**TEXTE DE LECTURE**
FRUSTRATION FACE À LA BUREAUCRATIE ROMAINE

La dernière étape du processus d’approbation finale consistait à présenter le bref, un document devant être signé par le Pape . Eugène espérait que tout soit fait avant Pâques, mais le bref était tombé entre les mains d’un monsignor, insignifiant bureaucrate, qui  empêcha la demande d’aller de l’avant. La frustration d’Eugène se révèle  en l’épanchant dans sa lettre à Tempier:

A défaut du bref dont la minute repose soporifiquement sur le bureau de Mgr Capaccini, que je ne puis faire mouvoir ni de vive voix ni par écrit …
C’est un malheur qui me renvoie après Pâques, peut-être même pour la signature du bref. En attendant, je ne cesse de faire des courses inutiles qui me fatiguent l’esprit et le corps; car si ce bienheureux Mgr Capaccini avait porté sa minute chez Mgr Marchetti dans le courant de la semaine, on la mettait au net ces jours-ci, le Pape la signait demain…
…  Mon cher, il faut prendre son parti: décidément Mgr Capaccini ne veut pas marcher; je suis monté hier à son troisième étage en pure perte, son domestique me conseilla d’y retourner ce matin à sept heures; j’étais pendu à sa cloche à cette heure-là, mais le valet embarrassé m’a dit que son maître était parti pour l’audience du Pape. Je me suis bien gardé de le croire, et ce n’était pas vrai. Vous sentez ce que cela veut dire, quand, ayant été averti hier soir que je devais retourner ce matin, j’ai trouvé cette belle réponse prête. Ce Mgr Capaccini est un Prélat de mantellone, c’est-à-dire du second ordre, homme de fortune qui se fait valoir parce qu’on l’emploie à beaucoup de choses. Le cardinal Albani, secrétaire des brefs, étant chargé d’une légation, son substitut, qui est ce Mgr Capaccini, travaille avec le Pape, et comme il a apparemment d’autres affaires, il a volontairement négligé la nôtre, sans se mettre en peine du tort que cela nous fait.

**CONSIGNES**
1 - Répondez à ces questions d'après le texte de lecture :
(a) Avant quelle fête Eugène espérait-il que tout soit terminé ?
(b) À quelle heure le domestique de Mgr Capaccini conseilla-t-il à Eugène de revenir ?
(c) Quelle fonction occupe le cardinal Albani ?
2 - Relevez dans les enregistrements chaque ligne où figure la chaîne « item ».
Le texte de lecture et les enregistrements n'ont aucun lien entre eux.

**DONNÉES FOURNIES**
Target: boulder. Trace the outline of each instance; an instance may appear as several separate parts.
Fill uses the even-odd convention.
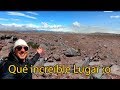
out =
[[[64,52],[64,55],[67,57],[80,56],[80,52],[78,52],[78,50],[75,50],[74,48],[68,48]]]
[[[56,61],[61,61],[60,55],[53,54],[53,58],[54,58]]]

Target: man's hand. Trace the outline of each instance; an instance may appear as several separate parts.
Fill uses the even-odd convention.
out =
[[[43,56],[44,55],[44,50],[42,48],[38,48],[37,53],[39,53],[40,56]]]

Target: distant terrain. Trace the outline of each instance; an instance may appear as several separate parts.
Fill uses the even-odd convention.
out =
[[[56,64],[76,67],[99,66],[99,72],[86,76],[74,74],[33,74],[33,79],[120,79],[120,35],[112,33],[62,33],[36,31],[0,31],[0,58],[8,55],[14,42],[24,39],[30,46],[32,58],[37,47],[45,50],[43,58],[35,66],[54,66]],[[44,60],[44,64],[41,61]],[[101,69],[107,67],[106,73]],[[108,73],[109,72],[109,73]]]

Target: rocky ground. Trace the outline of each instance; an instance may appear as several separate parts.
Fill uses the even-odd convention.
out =
[[[37,46],[44,48],[35,67],[70,68],[69,73],[36,72],[33,79],[120,79],[120,35],[0,32],[0,58],[8,55],[18,38],[32,44],[29,58]]]

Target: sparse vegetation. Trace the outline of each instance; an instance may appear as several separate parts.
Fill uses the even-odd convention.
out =
[[[39,47],[39,45],[37,43],[34,42],[28,42],[29,47],[32,47],[33,49],[36,49]]]

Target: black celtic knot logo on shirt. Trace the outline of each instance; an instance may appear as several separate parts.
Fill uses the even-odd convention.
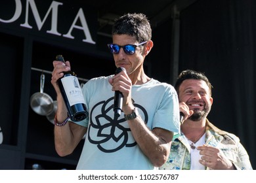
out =
[[[140,114],[143,113],[144,117],[143,115],[141,117],[147,123],[146,110],[136,103],[134,105],[140,111]],[[113,107],[114,97],[112,97],[96,104],[91,112],[88,140],[97,144],[98,149],[104,152],[114,152],[125,146],[133,147],[137,144],[123,113],[119,118],[114,116]]]

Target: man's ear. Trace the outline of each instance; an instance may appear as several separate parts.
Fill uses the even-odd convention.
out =
[[[148,41],[145,45],[145,50],[144,51],[144,54],[145,56],[147,56],[150,52],[151,49],[153,48],[154,44],[153,41],[151,40]]]

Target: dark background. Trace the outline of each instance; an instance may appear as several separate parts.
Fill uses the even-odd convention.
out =
[[[35,0],[41,18],[53,1]],[[30,96],[39,92],[40,75],[45,74],[44,92],[56,99],[51,84],[53,61],[63,54],[72,69],[85,80],[113,74],[115,66],[106,44],[111,42],[114,19],[126,12],[142,12],[153,29],[154,46],[144,63],[150,77],[174,84],[179,72],[190,69],[205,73],[213,88],[213,105],[209,120],[221,129],[240,137],[256,166],[255,142],[255,20],[253,0],[59,1],[58,30],[67,33],[79,8],[85,12],[95,44],[82,42],[76,29],[74,39],[48,34],[48,18],[37,27],[30,8],[24,23],[26,1],[14,22],[14,1],[0,6],[0,169],[31,169],[39,163],[45,169],[74,169],[83,141],[70,156],[59,157],[54,150],[54,125],[46,116],[35,113]],[[79,24],[79,22],[77,22]]]

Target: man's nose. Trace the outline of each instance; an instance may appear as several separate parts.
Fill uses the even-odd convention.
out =
[[[199,93],[194,93],[193,99],[202,99],[201,95]]]

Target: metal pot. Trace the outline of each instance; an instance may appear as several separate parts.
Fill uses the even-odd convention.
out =
[[[41,75],[40,92],[33,93],[30,97],[30,106],[33,110],[39,115],[47,116],[53,110],[53,101],[51,96],[43,93],[45,75]]]
[[[54,124],[54,117],[56,112],[57,111],[57,101],[53,101],[53,110],[52,112],[50,113],[50,114],[46,116],[46,118],[47,120],[52,123],[53,124]]]

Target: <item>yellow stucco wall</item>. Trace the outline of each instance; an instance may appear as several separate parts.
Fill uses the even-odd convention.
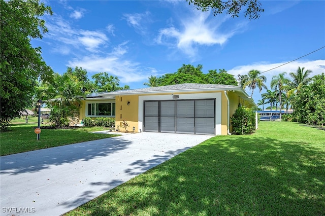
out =
[[[236,92],[232,91],[228,91],[228,95],[230,100],[230,116],[232,116],[233,114],[235,112],[235,110],[238,107],[239,103],[241,103],[243,105],[247,105],[250,102],[247,102],[244,101],[241,97],[239,97]],[[225,95],[224,95],[224,91],[209,91],[202,92],[202,93],[221,93],[221,101],[216,101],[216,103],[221,103],[221,134],[227,135],[228,130],[228,101]],[[173,92],[174,95],[181,95],[181,94],[198,94],[201,93],[197,92]],[[141,94],[141,96],[145,95],[170,95],[171,93],[159,93],[159,94]],[[159,99],[159,97],[157,97],[157,99]],[[129,131],[133,131],[133,127],[135,126],[136,128],[136,131],[139,131],[139,129],[142,129],[142,128],[138,128],[139,122],[139,95],[122,95],[116,96],[115,97],[115,121],[116,127],[117,127],[118,125],[119,125],[119,129],[121,131],[124,131],[124,129],[122,127],[122,122],[123,120],[126,120],[129,126],[127,128]],[[100,99],[96,100],[100,100]],[[89,100],[90,101],[90,100]],[[127,105],[127,102],[129,101],[129,104]],[[79,120],[80,122],[81,120],[86,117],[86,101],[81,101],[81,108],[80,111]],[[231,121],[230,121],[230,124],[231,127],[230,131],[232,131]]]
[[[115,97],[115,125],[116,127],[117,127],[117,125],[120,126],[120,130],[124,131],[124,128],[122,127],[122,122],[123,120],[126,121],[129,125],[129,127],[126,128],[128,131],[133,131],[133,126],[136,127],[136,131],[139,130],[138,98],[138,95],[123,95]],[[127,105],[128,101],[130,102],[129,105]]]
[[[82,119],[86,117],[86,101],[81,101],[80,109],[79,109],[79,124],[81,123]]]

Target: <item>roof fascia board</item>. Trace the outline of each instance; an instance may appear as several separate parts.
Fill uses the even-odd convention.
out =
[[[138,92],[117,92],[115,94],[103,93],[99,94],[100,95],[114,95],[114,96],[120,96],[120,95],[143,95],[143,94],[164,94],[164,93],[170,93],[174,92],[207,92],[207,91],[224,91],[224,90],[240,90],[241,88],[238,86],[234,86],[234,87],[228,87],[228,88],[201,88],[201,89],[173,89],[168,90],[161,90],[161,91],[140,91]],[[247,94],[246,94],[247,95]],[[248,95],[247,95],[248,96]]]

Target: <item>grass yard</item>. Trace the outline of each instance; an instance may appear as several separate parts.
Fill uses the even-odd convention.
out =
[[[325,215],[325,132],[261,122],[219,136],[68,212],[72,215]]]
[[[107,130],[100,127],[46,129],[42,129],[42,126],[39,140],[37,140],[37,135],[34,132],[37,124],[13,124],[11,127],[12,131],[0,133],[0,155],[11,155],[116,136],[90,133]]]

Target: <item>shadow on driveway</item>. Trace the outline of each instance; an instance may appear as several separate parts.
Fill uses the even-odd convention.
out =
[[[115,137],[2,156],[0,173],[35,172],[51,165],[88,161],[125,149],[131,143],[123,137]]]

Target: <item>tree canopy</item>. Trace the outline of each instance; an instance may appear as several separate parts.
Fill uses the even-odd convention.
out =
[[[297,92],[293,102],[294,119],[323,126],[325,123],[325,74],[316,75]]]
[[[166,74],[157,79],[158,86],[180,84],[182,83],[202,83],[209,84],[238,85],[234,76],[229,74],[224,69],[210,70],[208,74],[202,71],[203,66],[199,64],[197,67],[191,64],[183,65],[177,72]]]
[[[31,105],[38,79],[52,78],[41,48],[30,44],[47,31],[39,17],[52,11],[39,0],[0,0],[0,129],[6,130],[10,121]]]
[[[119,80],[117,77],[109,75],[106,72],[99,73],[91,76],[94,81],[94,91],[96,92],[110,92],[121,89],[129,89],[125,85],[119,86]]]
[[[186,0],[189,5],[193,4],[198,10],[208,11],[212,10],[214,16],[225,12],[232,17],[238,17],[239,13],[245,10],[245,17],[249,20],[258,19],[264,11],[257,0]]]
[[[249,89],[252,90],[250,97],[253,96],[253,93],[254,93],[254,89],[256,87],[258,87],[259,89],[259,92],[262,91],[262,89],[264,88],[267,89],[266,85],[264,84],[264,82],[266,82],[266,77],[265,76],[261,75],[261,72],[257,70],[251,70],[248,72],[248,76],[246,78],[247,81],[244,84],[244,89],[246,86],[249,87]]]

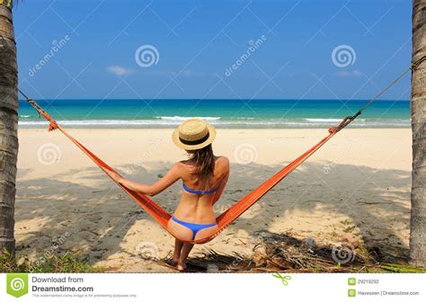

**RÉPONSES PAR CONSIGNE**
1 -
(a) Avant Pâques.
(b) À sept heures du matin.
(c) Il est secrétaire des brefs.

2 -
Target: <item>yellow stucco wall</item>. Trace the outline of each instance; an instance may appear as several separate parts.
Target: <item>roof fascia board</item>. Trace the outline of each instance; an instance may appear as several separate parts.
Target: <item>grass yard</item>. Trace the outline of each instance; an instance may appear as several separate parts.
Target: <item>shadow on driveway</item>. Trace the outline of each instance; an instance may appear as several separate parts.
Target: <item>tree canopy</item>. Trace the outline of each instance; an instance may appear as several separate parts.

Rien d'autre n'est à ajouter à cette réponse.